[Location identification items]

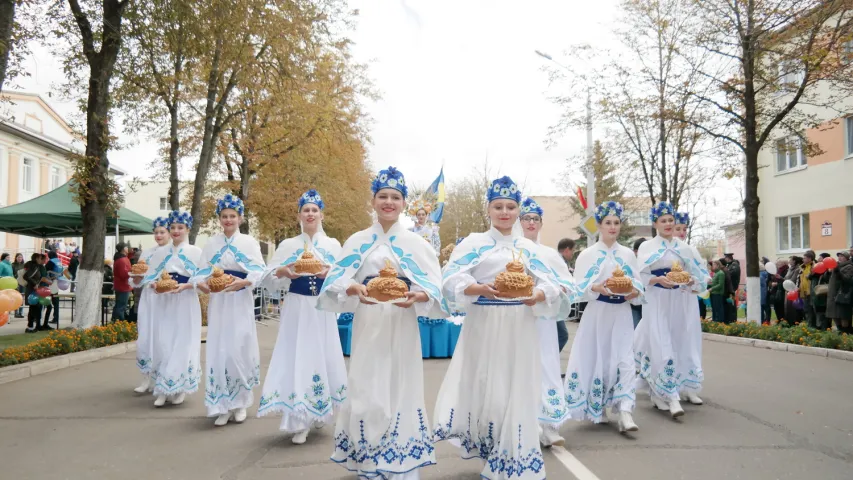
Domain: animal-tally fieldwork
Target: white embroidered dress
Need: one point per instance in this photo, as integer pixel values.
(176, 364)
(668, 340)
(601, 370)
(232, 359)
(307, 378)
(490, 396)
(146, 316)
(382, 428)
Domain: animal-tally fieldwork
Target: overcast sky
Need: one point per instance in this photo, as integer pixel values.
(460, 83)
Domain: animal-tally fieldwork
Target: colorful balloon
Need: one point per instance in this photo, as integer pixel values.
(8, 283)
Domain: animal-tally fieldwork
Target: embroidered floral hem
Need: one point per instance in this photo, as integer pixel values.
(392, 455)
(667, 383)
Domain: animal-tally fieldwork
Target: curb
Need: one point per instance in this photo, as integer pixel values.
(46, 365)
(784, 347)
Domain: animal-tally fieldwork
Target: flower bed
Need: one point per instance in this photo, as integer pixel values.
(798, 334)
(61, 342)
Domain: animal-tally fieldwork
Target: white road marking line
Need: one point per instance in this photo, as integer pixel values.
(574, 465)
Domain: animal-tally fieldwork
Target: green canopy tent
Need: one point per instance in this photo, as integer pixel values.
(55, 214)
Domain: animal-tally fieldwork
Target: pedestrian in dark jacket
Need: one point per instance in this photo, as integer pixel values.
(839, 301)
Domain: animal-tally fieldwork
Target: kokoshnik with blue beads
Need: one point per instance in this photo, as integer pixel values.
(414, 260)
(477, 247)
(240, 253)
(656, 249)
(324, 248)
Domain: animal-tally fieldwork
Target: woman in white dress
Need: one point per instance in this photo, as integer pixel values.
(382, 429)
(232, 359)
(490, 396)
(601, 370)
(176, 364)
(145, 319)
(682, 224)
(553, 411)
(667, 341)
(307, 380)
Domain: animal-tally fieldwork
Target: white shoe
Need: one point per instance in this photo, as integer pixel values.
(626, 422)
(300, 437)
(143, 387)
(549, 437)
(240, 415)
(675, 408)
(222, 420)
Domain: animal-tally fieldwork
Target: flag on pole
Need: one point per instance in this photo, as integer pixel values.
(436, 190)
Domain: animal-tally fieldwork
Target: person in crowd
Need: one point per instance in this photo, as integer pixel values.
(35, 279)
(601, 373)
(566, 249)
(18, 271)
(839, 302)
(121, 282)
(718, 292)
(806, 289)
(793, 314)
(637, 309)
(777, 292)
(73, 266)
(383, 430)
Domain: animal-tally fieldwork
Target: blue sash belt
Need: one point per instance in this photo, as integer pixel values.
(497, 303)
(179, 278)
(307, 286)
(612, 299)
(661, 272)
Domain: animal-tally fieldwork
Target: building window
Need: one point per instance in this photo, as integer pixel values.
(55, 179)
(793, 232)
(848, 126)
(790, 154)
(27, 175)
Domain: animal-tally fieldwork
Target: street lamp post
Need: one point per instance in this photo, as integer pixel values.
(590, 171)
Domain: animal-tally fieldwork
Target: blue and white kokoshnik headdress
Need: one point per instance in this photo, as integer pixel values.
(160, 222)
(661, 209)
(177, 216)
(311, 196)
(609, 209)
(530, 206)
(390, 178)
(504, 187)
(230, 202)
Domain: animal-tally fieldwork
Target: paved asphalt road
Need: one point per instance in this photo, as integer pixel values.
(769, 415)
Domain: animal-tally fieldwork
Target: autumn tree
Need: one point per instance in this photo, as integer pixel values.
(93, 32)
(609, 185)
(636, 105)
(773, 69)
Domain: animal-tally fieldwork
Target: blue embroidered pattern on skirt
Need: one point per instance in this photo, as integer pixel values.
(318, 400)
(215, 392)
(498, 459)
(391, 452)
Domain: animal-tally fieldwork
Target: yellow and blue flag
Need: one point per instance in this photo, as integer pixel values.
(436, 190)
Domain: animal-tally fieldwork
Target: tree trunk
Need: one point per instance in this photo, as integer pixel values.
(93, 175)
(7, 22)
(174, 146)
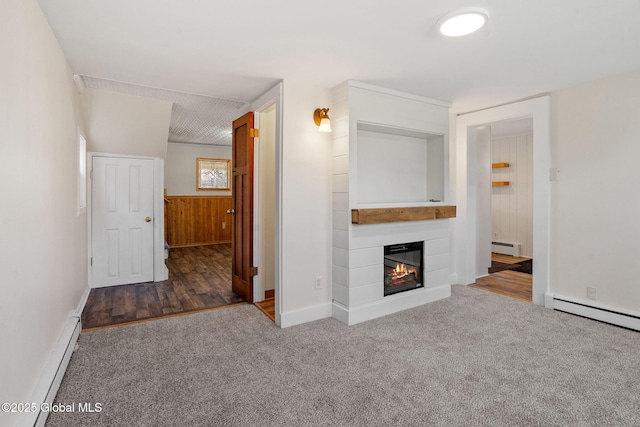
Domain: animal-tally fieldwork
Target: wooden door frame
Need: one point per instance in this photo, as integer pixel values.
(160, 271)
(242, 249)
(466, 220)
(271, 97)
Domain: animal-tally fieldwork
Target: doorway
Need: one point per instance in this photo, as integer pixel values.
(504, 155)
(125, 220)
(469, 221)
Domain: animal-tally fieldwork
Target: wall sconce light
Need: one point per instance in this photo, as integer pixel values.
(322, 120)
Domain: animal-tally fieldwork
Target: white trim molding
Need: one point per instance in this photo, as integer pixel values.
(616, 316)
(465, 225)
(51, 377)
(393, 304)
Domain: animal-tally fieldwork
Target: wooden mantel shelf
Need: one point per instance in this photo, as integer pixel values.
(382, 215)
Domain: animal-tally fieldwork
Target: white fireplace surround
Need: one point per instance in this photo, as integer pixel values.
(358, 250)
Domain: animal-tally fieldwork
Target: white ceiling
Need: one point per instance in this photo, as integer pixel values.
(237, 50)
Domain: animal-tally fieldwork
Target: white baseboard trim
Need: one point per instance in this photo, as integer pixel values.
(593, 310)
(51, 377)
(83, 302)
(305, 315)
(389, 305)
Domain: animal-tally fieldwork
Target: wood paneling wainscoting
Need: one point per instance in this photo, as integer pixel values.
(197, 220)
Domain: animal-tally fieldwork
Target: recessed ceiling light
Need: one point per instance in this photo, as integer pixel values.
(463, 21)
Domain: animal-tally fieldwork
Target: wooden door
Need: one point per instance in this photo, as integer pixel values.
(121, 221)
(242, 207)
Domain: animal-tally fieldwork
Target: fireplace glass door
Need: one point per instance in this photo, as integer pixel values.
(403, 267)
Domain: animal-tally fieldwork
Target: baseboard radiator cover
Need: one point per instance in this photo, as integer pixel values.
(51, 377)
(607, 314)
(505, 248)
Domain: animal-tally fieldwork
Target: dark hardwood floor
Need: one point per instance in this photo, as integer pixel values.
(268, 307)
(199, 279)
(509, 283)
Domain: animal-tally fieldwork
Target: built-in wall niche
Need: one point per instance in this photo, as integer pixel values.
(397, 165)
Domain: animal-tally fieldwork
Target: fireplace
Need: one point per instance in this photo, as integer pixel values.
(403, 267)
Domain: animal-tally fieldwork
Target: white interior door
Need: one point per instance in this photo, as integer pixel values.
(122, 221)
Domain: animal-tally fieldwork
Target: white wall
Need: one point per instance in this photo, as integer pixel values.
(43, 253)
(306, 202)
(180, 168)
(480, 147)
(267, 189)
(512, 205)
(119, 123)
(595, 231)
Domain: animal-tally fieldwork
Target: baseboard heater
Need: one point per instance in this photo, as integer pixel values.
(504, 248)
(49, 382)
(629, 320)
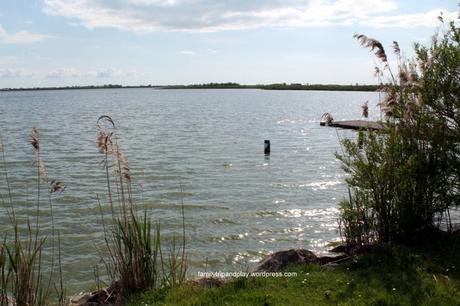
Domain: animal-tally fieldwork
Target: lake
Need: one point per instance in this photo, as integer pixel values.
(239, 203)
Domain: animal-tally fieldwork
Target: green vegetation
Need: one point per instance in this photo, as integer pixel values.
(229, 85)
(279, 86)
(425, 275)
(22, 279)
(404, 176)
(134, 247)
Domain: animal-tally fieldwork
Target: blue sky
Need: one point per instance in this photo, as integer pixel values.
(84, 42)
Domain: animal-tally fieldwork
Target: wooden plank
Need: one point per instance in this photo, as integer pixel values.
(355, 124)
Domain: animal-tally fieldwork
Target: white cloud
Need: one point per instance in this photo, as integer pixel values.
(211, 15)
(429, 18)
(64, 73)
(14, 73)
(20, 37)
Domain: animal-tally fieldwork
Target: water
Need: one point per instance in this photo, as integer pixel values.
(239, 204)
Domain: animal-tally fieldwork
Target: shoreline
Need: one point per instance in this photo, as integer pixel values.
(281, 86)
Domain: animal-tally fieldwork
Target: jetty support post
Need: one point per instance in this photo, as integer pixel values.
(267, 147)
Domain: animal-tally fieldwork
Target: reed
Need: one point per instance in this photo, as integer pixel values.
(22, 281)
(133, 241)
(405, 176)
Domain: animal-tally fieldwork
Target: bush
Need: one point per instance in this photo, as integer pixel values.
(403, 176)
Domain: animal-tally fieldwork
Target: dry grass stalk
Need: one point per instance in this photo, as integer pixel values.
(365, 109)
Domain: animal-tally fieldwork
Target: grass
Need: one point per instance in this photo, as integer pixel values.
(426, 274)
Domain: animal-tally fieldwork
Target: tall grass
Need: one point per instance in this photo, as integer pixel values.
(133, 241)
(401, 178)
(22, 280)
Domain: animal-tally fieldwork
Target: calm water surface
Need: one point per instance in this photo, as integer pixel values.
(239, 204)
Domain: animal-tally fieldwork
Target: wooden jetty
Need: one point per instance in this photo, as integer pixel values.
(354, 124)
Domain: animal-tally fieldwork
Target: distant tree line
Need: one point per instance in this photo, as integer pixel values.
(227, 85)
(279, 86)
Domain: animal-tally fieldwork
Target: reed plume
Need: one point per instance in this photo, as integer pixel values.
(374, 45)
(365, 109)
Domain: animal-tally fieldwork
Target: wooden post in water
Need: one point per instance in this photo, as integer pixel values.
(267, 147)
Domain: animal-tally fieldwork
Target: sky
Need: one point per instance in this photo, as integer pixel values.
(134, 42)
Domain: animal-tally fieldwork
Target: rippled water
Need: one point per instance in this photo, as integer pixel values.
(239, 204)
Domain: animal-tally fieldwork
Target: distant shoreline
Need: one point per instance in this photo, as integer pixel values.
(277, 86)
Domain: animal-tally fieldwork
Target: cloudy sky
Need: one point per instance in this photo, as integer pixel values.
(83, 42)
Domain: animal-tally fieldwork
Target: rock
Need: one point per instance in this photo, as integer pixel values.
(103, 297)
(209, 282)
(281, 259)
(341, 248)
(333, 260)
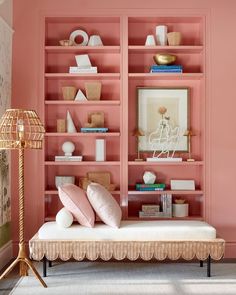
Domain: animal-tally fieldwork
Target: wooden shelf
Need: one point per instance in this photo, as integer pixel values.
(173, 49)
(55, 192)
(200, 218)
(50, 218)
(107, 76)
(83, 134)
(84, 102)
(173, 192)
(183, 163)
(74, 49)
(166, 76)
(81, 163)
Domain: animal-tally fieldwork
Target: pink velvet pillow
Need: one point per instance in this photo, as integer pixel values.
(75, 200)
(104, 204)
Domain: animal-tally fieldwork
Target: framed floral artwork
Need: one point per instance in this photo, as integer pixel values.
(163, 117)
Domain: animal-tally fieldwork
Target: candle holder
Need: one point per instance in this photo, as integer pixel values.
(137, 133)
(189, 133)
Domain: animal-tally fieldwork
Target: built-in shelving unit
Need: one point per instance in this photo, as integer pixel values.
(123, 64)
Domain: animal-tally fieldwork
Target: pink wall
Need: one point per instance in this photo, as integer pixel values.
(221, 142)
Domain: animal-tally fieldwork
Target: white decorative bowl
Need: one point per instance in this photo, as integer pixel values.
(149, 177)
(60, 180)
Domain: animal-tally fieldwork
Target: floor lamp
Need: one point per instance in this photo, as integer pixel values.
(20, 130)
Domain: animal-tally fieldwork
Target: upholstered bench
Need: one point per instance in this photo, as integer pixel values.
(134, 240)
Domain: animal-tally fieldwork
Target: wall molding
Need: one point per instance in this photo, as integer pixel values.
(5, 254)
(6, 25)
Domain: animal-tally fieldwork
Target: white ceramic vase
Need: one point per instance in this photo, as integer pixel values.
(161, 35)
(149, 177)
(70, 124)
(180, 210)
(68, 147)
(60, 180)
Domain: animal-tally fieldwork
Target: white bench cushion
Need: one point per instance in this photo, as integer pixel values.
(131, 231)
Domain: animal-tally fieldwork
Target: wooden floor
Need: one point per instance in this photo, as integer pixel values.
(8, 283)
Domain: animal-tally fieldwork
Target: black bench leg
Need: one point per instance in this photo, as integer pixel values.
(209, 266)
(44, 267)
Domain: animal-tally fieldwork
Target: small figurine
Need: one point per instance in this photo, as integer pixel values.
(137, 132)
(189, 134)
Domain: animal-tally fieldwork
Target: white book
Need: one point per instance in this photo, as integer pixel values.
(156, 159)
(182, 185)
(69, 158)
(150, 215)
(80, 96)
(78, 70)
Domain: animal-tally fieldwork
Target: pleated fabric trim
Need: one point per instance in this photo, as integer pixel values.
(119, 250)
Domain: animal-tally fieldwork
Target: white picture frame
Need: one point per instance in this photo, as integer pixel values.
(176, 102)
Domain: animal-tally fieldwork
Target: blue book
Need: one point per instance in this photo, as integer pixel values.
(149, 189)
(166, 71)
(93, 130)
(166, 67)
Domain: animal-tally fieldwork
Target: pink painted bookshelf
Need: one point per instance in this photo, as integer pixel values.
(123, 64)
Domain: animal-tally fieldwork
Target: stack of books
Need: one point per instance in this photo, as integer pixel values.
(150, 187)
(149, 211)
(69, 158)
(166, 205)
(166, 69)
(87, 130)
(83, 70)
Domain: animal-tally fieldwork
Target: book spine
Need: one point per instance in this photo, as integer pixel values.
(160, 185)
(149, 189)
(166, 67)
(167, 71)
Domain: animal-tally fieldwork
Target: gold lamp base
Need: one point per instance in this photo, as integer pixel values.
(25, 262)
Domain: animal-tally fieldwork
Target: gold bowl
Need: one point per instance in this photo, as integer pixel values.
(164, 59)
(66, 42)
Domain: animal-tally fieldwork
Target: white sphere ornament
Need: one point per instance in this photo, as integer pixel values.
(64, 218)
(68, 148)
(149, 177)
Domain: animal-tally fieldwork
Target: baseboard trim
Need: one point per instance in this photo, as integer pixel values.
(5, 254)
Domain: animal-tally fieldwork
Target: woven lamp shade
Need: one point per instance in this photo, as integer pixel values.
(21, 129)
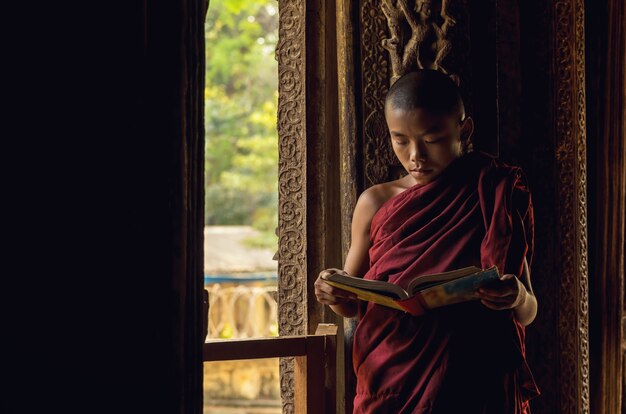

WHAT TO DO: Count the lines in the listing above that contain the string "post", treating uppercase and lowercase letters as distinct, and give only the number.

WRITTEN REPLY: 3